Exercise:
Reproduce word for word the portion of the data beginning with the line that contains "of the dark" and continuing through the last line of the data.

Data for the task:
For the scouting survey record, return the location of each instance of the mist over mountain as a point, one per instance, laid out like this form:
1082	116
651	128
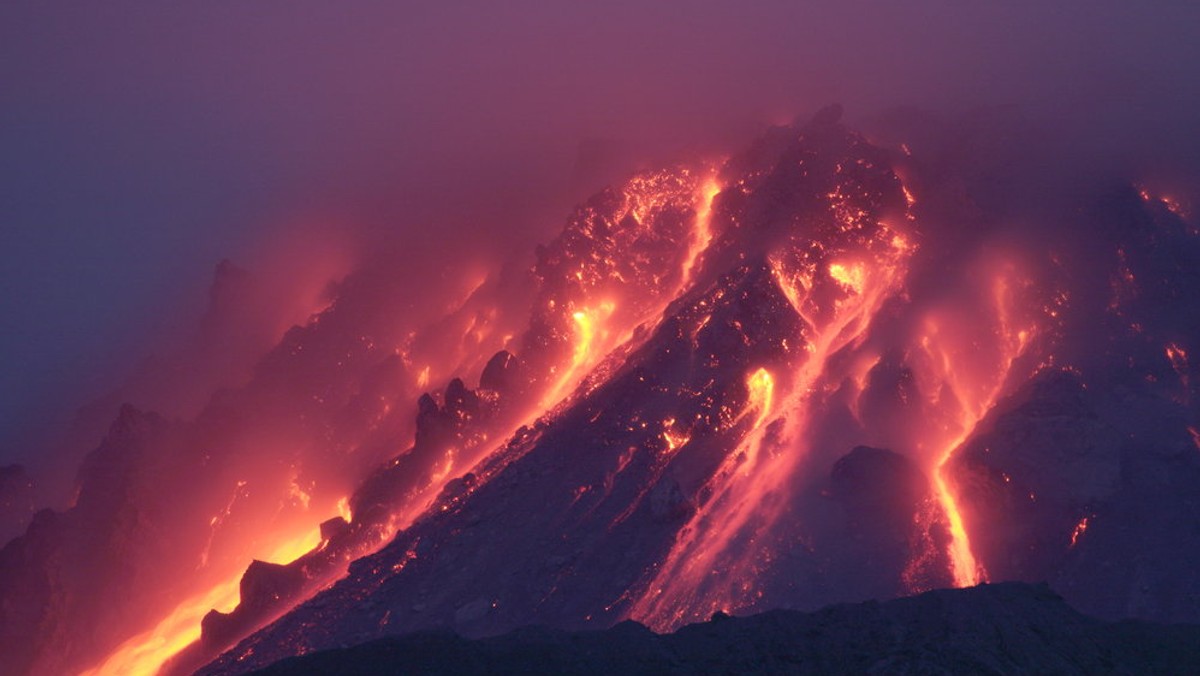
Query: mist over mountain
509	325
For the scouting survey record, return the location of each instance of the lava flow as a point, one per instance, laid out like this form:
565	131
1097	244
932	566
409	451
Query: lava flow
144	653
790	381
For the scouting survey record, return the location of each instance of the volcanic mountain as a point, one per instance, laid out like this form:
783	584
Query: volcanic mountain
826	369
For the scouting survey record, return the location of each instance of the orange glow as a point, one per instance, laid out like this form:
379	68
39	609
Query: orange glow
966	371
852	276
591	346
673	438
762	389
702	231
966	570
145	653
741	507
1079	531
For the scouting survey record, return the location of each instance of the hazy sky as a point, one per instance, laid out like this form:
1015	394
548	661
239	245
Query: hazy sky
143	142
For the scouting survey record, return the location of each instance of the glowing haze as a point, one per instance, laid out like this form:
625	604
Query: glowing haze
414	319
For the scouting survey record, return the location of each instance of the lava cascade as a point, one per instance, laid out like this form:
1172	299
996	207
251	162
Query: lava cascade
791	380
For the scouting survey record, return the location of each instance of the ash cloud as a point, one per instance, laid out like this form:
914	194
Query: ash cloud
408	149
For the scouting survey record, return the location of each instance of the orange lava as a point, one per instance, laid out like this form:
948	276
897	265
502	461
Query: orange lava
147	652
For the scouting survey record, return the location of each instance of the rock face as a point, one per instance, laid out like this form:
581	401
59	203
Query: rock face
1008	628
719	390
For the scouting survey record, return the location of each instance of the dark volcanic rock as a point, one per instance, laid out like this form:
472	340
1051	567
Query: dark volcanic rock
1009	628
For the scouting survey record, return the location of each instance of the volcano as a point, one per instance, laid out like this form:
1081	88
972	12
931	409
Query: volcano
827	369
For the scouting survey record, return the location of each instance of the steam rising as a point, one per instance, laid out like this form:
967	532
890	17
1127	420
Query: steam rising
387	178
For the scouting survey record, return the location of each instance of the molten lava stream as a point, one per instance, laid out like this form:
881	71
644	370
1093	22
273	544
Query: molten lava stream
593	327
147	652
973	372
713	564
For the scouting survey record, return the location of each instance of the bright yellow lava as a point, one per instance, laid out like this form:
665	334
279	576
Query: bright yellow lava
145	653
762	389
850	275
963	563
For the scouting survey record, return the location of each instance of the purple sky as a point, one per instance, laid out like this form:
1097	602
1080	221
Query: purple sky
141	143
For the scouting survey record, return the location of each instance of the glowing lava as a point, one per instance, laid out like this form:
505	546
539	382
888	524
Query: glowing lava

Exercise answer:
For the scouting survey record, return the location of each instance of the dark volcanic rock as a point, one per instance, laid out like this form:
472	340
1051	567
Query: dark volcanic rock
1009	628
For the scouting survey record, return the location of each instance of the volcano as a point, one per instance, laid out like this form:
1081	88
972	12
931	409
Query: volcano
827	369
For the scouting survey record, return the location of each instance of the steam rising as a point, one per instance, laid out like this form:
967	532
890	17
1127	420
Query: steam rising
387	178
For the scouting survey record, return the location of each instance of the molten lava stream as a point, one per instance, laid out like this form:
881	71
644	370
1093	22
273	544
Query: molten lava stream
593	327
147	652
973	372
713	564
For the scouting survey record, return the location of each instance of the bright yellow lava as a point, one per instance, laid out like this form:
665	334
279	576
Query: bright yellow lava
145	653
762	389
850	275
963	563
For the scouting survey record, return the location of each instance of the purple sky as a point, one per instance, laid out like this form:
1097	602
1080	221
Query: purple sky
141	143
For the scouting survey record, return the location of each instance of the glowing lava as a point, one per instance, laid out like this form:
505	546
539	382
888	524
Query: glowing lava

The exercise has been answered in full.